___ Available records ___
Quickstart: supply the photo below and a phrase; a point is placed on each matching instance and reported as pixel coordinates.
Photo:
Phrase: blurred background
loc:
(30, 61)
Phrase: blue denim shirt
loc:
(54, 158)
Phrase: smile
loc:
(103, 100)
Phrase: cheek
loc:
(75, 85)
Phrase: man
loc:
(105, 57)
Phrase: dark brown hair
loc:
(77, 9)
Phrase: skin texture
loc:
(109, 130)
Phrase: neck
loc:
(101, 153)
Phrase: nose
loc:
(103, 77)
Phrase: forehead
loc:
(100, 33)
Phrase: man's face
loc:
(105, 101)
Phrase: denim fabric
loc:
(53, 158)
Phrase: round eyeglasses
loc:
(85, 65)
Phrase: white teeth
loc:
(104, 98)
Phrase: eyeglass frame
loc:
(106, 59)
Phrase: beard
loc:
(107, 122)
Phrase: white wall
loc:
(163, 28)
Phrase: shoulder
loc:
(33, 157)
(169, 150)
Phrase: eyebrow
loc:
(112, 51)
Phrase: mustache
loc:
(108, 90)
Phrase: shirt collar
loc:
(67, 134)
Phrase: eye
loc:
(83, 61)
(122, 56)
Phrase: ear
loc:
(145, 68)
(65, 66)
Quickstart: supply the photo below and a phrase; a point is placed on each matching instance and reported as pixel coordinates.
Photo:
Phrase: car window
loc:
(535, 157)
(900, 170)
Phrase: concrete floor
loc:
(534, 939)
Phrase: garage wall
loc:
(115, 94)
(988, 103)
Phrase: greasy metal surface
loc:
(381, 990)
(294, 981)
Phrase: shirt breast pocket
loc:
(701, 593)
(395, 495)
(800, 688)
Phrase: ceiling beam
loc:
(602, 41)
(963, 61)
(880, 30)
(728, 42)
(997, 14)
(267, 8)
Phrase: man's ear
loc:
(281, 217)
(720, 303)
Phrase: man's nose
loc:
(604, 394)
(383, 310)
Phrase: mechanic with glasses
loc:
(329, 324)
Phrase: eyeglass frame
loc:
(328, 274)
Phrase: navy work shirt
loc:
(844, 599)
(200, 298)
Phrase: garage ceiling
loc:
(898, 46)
___
Could you work out how many lines in the records include "shirt"? Answer with the number only.

**Task answer:** 4